| Consigne écrite a |
Réponds à ces questions d'après l'article sur la Catalogne :
(i) Avant quelle date un président régional doit-il être désigné pour éviter de nouvelles élections ?
(ii) Quel jour a eu lieu le premier vote d'investiture de M. Turull ?
(iii) Combien de responsables séparatistes le juge de la Cour suprême a-t-il inculpés ?

....................

C'est la troisième fois que les indépendantistes, qui disposent de la majorité absolue au parlement, échouent à faire investir un nouveau chef en raison de décisions de justice, après Carles Puigdemont, exilé en Belgique, et l'activiste Jordi Sanchez, incarcéré.

S'ils n'y arrivent pas avant le 22 mai, de nouvelles élections seront automatiquement convoquées. Et tant qu'un président régional ne sera pas désigné, la Catalogne restera sous la tutelle de Madrid, qui a pris cette mesure après la déclaration d'indépendance mort-née du 27 octobre.

Dans le cas de M. Turull, un premier vote d'investiture avait eu lieu jeudi 22 mars, mais il n'avait pas réussi à l'emporter faute de l'appui du parti séparatiste le plus radical. Il devait se soumettre ce samedi à un deuxième vote.

"Attaque" contre la démocratie Mais vendredi 23 mars, le juge de la Cour suprême chargé de l'enquête sur la tentative de sécession d'octobre a inculpé 25 responsables séparatistes, dont 13 pour "rébellion", une infraction passible d'un maximum de trente ans de prison.

....................

| Consigne écrite b |
Détermine combien de lignes des rangées ci-dessous contiennent la chaîne « foliage », en respectant la casse. Donne seulement ce nombre.

....................

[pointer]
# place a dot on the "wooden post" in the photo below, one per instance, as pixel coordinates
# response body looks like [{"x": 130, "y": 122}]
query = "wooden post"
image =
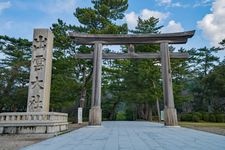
[
  {"x": 169, "y": 109},
  {"x": 95, "y": 113}
]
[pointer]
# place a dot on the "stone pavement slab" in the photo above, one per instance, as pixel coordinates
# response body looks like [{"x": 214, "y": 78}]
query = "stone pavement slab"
[{"x": 133, "y": 135}]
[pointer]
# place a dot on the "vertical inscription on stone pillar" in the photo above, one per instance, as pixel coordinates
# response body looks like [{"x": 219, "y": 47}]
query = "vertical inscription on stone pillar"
[{"x": 40, "y": 72}]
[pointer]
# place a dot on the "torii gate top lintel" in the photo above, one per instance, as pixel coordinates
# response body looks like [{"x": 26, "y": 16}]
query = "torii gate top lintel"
[{"x": 120, "y": 39}]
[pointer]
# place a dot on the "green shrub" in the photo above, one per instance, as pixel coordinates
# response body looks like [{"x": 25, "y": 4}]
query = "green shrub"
[
  {"x": 220, "y": 117},
  {"x": 198, "y": 114},
  {"x": 212, "y": 118},
  {"x": 120, "y": 116},
  {"x": 195, "y": 118},
  {"x": 205, "y": 117},
  {"x": 186, "y": 117}
]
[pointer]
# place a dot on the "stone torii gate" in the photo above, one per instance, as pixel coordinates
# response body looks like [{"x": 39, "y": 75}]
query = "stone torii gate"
[{"x": 95, "y": 113}]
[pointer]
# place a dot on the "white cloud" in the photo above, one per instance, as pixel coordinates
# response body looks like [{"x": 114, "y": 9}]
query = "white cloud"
[
  {"x": 213, "y": 24},
  {"x": 131, "y": 18},
  {"x": 4, "y": 5},
  {"x": 202, "y": 3},
  {"x": 58, "y": 6},
  {"x": 170, "y": 3},
  {"x": 172, "y": 27},
  {"x": 164, "y": 2}
]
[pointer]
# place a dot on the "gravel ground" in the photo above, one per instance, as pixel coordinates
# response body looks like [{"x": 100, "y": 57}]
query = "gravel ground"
[
  {"x": 216, "y": 130},
  {"x": 17, "y": 141}
]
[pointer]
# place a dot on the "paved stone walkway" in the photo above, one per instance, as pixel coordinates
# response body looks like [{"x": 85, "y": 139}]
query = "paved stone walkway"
[{"x": 134, "y": 135}]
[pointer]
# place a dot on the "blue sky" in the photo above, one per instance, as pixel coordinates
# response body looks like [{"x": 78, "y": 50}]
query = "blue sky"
[{"x": 207, "y": 17}]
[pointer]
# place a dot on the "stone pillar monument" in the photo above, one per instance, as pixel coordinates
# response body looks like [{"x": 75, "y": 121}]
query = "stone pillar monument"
[
  {"x": 170, "y": 113},
  {"x": 95, "y": 114},
  {"x": 37, "y": 119},
  {"x": 41, "y": 70}
]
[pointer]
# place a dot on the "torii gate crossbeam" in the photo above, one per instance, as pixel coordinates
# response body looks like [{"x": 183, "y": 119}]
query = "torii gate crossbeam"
[{"x": 95, "y": 114}]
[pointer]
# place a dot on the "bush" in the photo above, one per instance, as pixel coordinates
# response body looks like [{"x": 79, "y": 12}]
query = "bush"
[
  {"x": 186, "y": 117},
  {"x": 120, "y": 116},
  {"x": 195, "y": 118},
  {"x": 212, "y": 118},
  {"x": 198, "y": 114},
  {"x": 205, "y": 117},
  {"x": 220, "y": 117}
]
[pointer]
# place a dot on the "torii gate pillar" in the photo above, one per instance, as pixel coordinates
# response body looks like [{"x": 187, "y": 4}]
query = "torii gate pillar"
[
  {"x": 170, "y": 112},
  {"x": 95, "y": 113}
]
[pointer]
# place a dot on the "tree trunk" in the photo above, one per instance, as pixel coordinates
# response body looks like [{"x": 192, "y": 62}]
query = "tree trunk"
[
  {"x": 158, "y": 109},
  {"x": 112, "y": 114}
]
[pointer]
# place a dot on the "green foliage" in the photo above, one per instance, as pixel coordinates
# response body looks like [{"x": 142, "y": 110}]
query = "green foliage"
[
  {"x": 121, "y": 116},
  {"x": 186, "y": 117},
  {"x": 212, "y": 118},
  {"x": 206, "y": 117},
  {"x": 195, "y": 118}
]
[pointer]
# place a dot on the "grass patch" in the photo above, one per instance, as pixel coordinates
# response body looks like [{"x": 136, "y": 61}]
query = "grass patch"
[{"x": 202, "y": 124}]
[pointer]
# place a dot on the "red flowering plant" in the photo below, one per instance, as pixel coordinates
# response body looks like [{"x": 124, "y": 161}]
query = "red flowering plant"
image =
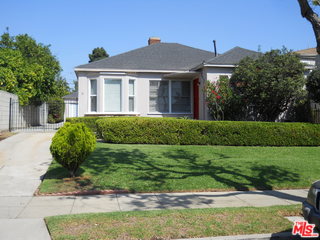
[{"x": 218, "y": 95}]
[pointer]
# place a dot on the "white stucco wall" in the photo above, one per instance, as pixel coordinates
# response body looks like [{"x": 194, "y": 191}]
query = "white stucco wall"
[
  {"x": 141, "y": 93},
  {"x": 5, "y": 109}
]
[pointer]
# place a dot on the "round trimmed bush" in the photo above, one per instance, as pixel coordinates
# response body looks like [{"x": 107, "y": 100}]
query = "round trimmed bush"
[{"x": 71, "y": 145}]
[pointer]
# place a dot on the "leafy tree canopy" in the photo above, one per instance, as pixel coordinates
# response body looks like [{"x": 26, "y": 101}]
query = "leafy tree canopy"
[
  {"x": 29, "y": 69},
  {"x": 269, "y": 84},
  {"x": 313, "y": 85},
  {"x": 98, "y": 54}
]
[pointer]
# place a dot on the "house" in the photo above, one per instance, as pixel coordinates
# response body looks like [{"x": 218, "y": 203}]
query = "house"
[
  {"x": 159, "y": 80},
  {"x": 308, "y": 57},
  {"x": 71, "y": 105}
]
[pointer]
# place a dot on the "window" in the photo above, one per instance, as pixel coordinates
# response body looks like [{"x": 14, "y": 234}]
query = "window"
[
  {"x": 159, "y": 96},
  {"x": 180, "y": 97},
  {"x": 112, "y": 95},
  {"x": 131, "y": 95},
  {"x": 170, "y": 96},
  {"x": 93, "y": 95}
]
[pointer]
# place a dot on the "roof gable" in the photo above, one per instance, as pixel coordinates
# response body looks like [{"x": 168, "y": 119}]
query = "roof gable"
[
  {"x": 233, "y": 56},
  {"x": 160, "y": 56},
  {"x": 308, "y": 51}
]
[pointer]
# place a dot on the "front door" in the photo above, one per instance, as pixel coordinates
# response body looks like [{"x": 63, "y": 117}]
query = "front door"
[{"x": 196, "y": 98}]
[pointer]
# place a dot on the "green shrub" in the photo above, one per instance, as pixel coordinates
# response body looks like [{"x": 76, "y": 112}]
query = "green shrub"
[
  {"x": 71, "y": 145},
  {"x": 192, "y": 132},
  {"x": 90, "y": 122},
  {"x": 55, "y": 110}
]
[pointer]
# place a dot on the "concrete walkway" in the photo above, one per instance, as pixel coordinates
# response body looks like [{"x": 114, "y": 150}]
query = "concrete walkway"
[
  {"x": 25, "y": 157},
  {"x": 39, "y": 207}
]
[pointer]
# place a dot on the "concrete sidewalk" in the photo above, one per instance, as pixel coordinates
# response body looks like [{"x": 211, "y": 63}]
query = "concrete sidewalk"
[
  {"x": 39, "y": 207},
  {"x": 24, "y": 158}
]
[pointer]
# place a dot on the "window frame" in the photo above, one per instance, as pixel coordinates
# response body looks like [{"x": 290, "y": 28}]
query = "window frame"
[
  {"x": 170, "y": 96},
  {"x": 132, "y": 96},
  {"x": 104, "y": 95}
]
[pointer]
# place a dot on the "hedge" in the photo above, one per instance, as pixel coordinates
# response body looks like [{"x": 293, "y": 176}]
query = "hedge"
[
  {"x": 193, "y": 132},
  {"x": 90, "y": 122}
]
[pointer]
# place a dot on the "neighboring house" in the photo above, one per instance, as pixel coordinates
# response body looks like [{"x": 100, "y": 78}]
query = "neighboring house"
[
  {"x": 71, "y": 105},
  {"x": 159, "y": 80},
  {"x": 308, "y": 57}
]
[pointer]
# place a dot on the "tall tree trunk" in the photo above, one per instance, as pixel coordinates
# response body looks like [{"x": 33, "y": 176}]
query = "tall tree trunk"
[{"x": 313, "y": 18}]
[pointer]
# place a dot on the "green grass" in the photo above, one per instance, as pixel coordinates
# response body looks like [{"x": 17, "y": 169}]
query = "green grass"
[
  {"x": 172, "y": 224},
  {"x": 162, "y": 168}
]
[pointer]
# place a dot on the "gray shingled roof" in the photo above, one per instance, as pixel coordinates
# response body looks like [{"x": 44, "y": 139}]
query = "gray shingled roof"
[
  {"x": 159, "y": 56},
  {"x": 72, "y": 95},
  {"x": 233, "y": 56}
]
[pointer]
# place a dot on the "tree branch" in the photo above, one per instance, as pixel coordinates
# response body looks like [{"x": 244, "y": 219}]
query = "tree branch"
[{"x": 313, "y": 18}]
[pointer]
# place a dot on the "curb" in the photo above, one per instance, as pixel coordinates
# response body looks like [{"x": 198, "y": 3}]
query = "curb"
[
  {"x": 268, "y": 236},
  {"x": 81, "y": 193}
]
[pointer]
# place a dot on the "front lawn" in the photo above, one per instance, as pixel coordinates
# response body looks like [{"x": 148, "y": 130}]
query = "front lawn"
[
  {"x": 172, "y": 224},
  {"x": 156, "y": 168}
]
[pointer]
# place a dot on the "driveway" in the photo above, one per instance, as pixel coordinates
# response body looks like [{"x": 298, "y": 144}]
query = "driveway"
[{"x": 24, "y": 159}]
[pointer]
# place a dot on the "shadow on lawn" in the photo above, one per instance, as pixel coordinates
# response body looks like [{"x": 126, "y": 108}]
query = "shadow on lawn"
[{"x": 180, "y": 164}]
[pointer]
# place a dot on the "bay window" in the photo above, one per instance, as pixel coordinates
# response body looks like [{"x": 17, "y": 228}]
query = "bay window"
[
  {"x": 159, "y": 96},
  {"x": 170, "y": 96},
  {"x": 112, "y": 95}
]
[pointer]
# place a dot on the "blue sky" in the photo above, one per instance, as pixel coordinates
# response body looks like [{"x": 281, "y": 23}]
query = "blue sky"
[{"x": 74, "y": 28}]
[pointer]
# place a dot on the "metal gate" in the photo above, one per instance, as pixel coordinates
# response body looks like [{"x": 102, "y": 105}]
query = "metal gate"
[{"x": 39, "y": 116}]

....................

| Réponse complète a |
(i) Avant le 22 mai.
(ii) Le jeudi 22 mars.
(iii) 25 responsables.

| Réponse complète b |
2